**Stored records**
....................

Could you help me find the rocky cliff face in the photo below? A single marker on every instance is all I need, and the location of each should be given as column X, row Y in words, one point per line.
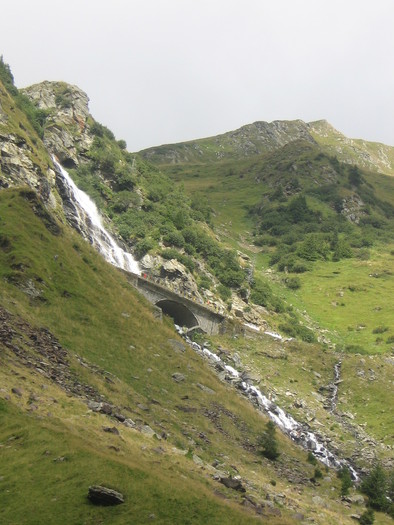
column 66, row 131
column 23, row 159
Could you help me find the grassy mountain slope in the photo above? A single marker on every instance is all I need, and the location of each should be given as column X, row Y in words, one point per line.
column 263, row 137
column 299, row 210
column 62, row 345
column 95, row 390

....................

Reproduce all of the data above line for line, without changing a word, and omit the pictures.

Could you help me find the rocky cliff face in the photo below? A single marker on every instance is all I need, and the location of each should be given as column X, row Y in words, one point per line.
column 66, row 131
column 23, row 159
Could you help me find the grassy mountain slope in the photo above? A single marker on every instance is all I need, and the location of each should be given as column X, row Y in words, one point per line.
column 263, row 137
column 299, row 210
column 62, row 345
column 95, row 390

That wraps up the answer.